▶ Data for this exercise:

::::::::::

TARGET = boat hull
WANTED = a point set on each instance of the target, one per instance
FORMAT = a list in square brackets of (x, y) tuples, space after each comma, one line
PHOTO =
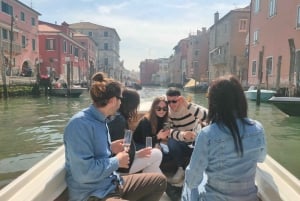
[(74, 92), (265, 95), (288, 105)]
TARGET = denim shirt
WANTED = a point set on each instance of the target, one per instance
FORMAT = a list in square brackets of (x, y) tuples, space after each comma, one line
[(90, 169), (230, 177)]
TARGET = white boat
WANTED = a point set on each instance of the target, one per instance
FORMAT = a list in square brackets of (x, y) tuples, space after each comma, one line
[(265, 94), (288, 105), (65, 92), (46, 181)]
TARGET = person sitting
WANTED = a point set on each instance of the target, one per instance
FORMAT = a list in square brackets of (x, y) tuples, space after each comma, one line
[(145, 159), (92, 158), (153, 124), (228, 149), (183, 116)]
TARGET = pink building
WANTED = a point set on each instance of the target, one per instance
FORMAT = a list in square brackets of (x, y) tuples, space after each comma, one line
[(274, 56), (21, 52), (61, 54)]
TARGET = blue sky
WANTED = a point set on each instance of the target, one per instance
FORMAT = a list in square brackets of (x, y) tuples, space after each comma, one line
[(148, 29)]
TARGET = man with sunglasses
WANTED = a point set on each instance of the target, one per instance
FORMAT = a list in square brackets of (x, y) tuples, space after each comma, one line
[(184, 116)]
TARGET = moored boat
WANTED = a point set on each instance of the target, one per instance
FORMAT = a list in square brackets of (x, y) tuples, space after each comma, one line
[(46, 180), (288, 105), (265, 94), (65, 92), (194, 86)]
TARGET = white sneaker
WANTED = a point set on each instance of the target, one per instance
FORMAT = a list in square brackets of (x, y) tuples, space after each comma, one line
[(178, 177)]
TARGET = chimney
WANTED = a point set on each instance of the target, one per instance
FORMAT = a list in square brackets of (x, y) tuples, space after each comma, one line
[(216, 17)]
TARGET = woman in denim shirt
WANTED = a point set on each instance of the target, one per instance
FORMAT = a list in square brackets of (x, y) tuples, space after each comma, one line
[(227, 150), (92, 159)]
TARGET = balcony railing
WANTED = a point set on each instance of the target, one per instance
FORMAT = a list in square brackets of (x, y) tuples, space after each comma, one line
[(16, 48), (219, 59)]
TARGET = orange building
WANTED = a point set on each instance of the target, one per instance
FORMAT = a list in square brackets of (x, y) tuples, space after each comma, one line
[(274, 53), (60, 53)]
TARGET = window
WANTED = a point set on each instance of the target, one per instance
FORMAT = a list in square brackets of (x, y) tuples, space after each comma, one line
[(256, 6), (255, 37), (269, 65), (65, 46), (23, 41), (253, 67), (243, 25), (298, 17), (6, 8), (106, 46), (50, 44), (33, 44), (5, 34), (272, 8), (76, 51), (33, 21), (106, 61), (22, 16)]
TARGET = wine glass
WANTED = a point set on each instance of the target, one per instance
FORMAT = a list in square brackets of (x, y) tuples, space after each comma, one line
[(149, 142), (196, 129), (127, 139)]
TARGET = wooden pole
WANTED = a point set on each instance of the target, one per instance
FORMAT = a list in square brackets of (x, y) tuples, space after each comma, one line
[(3, 69)]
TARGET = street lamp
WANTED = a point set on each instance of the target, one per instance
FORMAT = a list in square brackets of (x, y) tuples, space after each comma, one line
[(12, 20)]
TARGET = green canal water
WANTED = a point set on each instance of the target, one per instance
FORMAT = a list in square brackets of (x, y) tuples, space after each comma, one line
[(31, 128)]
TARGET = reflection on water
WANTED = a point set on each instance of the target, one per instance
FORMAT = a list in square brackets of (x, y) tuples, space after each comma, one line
[(31, 128)]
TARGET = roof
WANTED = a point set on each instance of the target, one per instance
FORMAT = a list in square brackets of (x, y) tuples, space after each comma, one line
[(89, 25)]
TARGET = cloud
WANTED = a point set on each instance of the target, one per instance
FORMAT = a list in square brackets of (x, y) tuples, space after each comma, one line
[(147, 28)]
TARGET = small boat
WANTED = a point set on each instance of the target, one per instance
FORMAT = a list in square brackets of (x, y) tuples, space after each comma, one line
[(195, 86), (265, 94), (65, 92), (288, 105), (46, 180)]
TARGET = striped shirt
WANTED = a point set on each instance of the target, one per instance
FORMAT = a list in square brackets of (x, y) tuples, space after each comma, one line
[(185, 119)]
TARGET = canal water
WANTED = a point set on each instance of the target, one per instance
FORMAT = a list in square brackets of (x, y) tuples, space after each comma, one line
[(32, 127)]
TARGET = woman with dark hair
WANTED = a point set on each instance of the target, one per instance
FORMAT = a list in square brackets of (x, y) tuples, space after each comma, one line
[(92, 158), (152, 124), (228, 149), (145, 159)]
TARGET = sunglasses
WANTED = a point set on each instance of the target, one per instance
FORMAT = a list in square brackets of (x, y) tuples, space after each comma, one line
[(172, 101), (161, 108), (119, 97)]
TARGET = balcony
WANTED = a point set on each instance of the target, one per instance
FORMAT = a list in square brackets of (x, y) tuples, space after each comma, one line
[(16, 48), (218, 59)]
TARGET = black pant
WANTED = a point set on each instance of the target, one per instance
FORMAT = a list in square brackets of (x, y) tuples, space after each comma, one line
[(138, 187)]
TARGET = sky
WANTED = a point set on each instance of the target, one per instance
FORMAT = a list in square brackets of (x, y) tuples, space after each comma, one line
[(149, 29)]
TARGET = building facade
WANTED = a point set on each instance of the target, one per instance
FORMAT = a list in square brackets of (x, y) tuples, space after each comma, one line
[(61, 56), (108, 46), (18, 38), (227, 45), (274, 56)]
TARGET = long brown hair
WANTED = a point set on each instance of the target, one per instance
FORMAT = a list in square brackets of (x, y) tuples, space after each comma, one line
[(103, 89), (151, 115), (226, 104), (129, 104)]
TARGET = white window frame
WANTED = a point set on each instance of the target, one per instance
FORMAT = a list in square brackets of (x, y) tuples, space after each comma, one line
[(257, 6), (298, 17), (269, 68), (254, 70), (272, 8), (256, 36)]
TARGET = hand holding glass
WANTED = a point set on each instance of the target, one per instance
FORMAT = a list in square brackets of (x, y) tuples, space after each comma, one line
[(149, 142), (127, 140)]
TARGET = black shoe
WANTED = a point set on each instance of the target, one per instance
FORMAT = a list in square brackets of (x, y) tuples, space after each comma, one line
[(173, 192)]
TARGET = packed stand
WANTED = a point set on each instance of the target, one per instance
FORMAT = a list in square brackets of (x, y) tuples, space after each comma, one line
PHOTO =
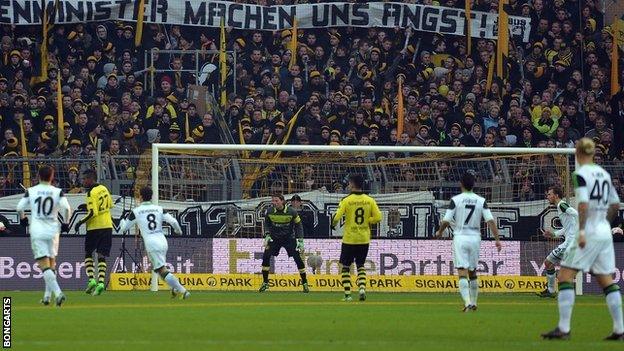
[(344, 84)]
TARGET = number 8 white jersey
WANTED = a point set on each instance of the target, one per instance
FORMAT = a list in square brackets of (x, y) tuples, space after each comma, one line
[(149, 218), (592, 185), (467, 209), (44, 201)]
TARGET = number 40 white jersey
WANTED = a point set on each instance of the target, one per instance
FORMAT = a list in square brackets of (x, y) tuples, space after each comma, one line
[(467, 209), (44, 201), (149, 218), (593, 186)]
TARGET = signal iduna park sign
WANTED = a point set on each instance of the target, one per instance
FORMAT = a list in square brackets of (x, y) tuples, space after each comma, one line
[(324, 282)]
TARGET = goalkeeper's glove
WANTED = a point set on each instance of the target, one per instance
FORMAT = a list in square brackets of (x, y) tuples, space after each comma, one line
[(267, 240), (300, 245)]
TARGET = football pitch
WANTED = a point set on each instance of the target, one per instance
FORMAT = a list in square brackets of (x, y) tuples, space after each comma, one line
[(297, 321)]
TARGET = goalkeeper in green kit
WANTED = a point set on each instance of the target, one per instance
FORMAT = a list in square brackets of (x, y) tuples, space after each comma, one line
[(282, 228)]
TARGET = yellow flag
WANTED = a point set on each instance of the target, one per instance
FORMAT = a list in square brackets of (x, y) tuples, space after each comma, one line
[(223, 65), (468, 27), (615, 58), (44, 45), (400, 109), (488, 82), (293, 45), (502, 47), (139, 32), (25, 165), (59, 112)]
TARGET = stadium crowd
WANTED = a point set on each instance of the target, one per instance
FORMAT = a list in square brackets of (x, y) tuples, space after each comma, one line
[(344, 84)]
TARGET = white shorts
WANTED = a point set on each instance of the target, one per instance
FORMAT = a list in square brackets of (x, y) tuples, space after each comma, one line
[(466, 251), (556, 255), (44, 247), (55, 243), (158, 258), (598, 257)]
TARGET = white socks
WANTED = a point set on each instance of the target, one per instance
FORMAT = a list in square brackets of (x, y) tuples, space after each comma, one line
[(51, 283), (474, 291), (464, 290), (566, 302), (614, 302), (174, 283), (551, 277), (47, 294)]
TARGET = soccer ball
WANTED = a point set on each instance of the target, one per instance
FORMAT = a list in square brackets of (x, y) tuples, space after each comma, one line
[(315, 262)]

::::::::::

▶ Request:
Please edit everything from the line that contains "TARGET = chimney" down to the line that contains "[(16, 48), (219, 59)]", replacing "balcony railing" with "iron railing" and leaving all else unchanged. Give back only those lines.

▶ Complete response:
TARGET = chimney
WANTED = a point set on each instance of the target, one per instance
FORMAT = a list in square brackets of (x, y) tuples, space after each comma, one line
[(216, 17)]
TARGET = woman in denim shirt
WANTED = a point set on each instance of the target, one per instance
FORMAT = a list in square brackets of (x, y) tuples, space after each comma, one line
[(227, 150), (92, 159)]
TARGET = iron railing
WANTED = a point set on each instance of the target, one per instance
FORMAT = a list in square brackets of (x, y) tuples, space after each comma, one line
[(16, 48), (219, 59)]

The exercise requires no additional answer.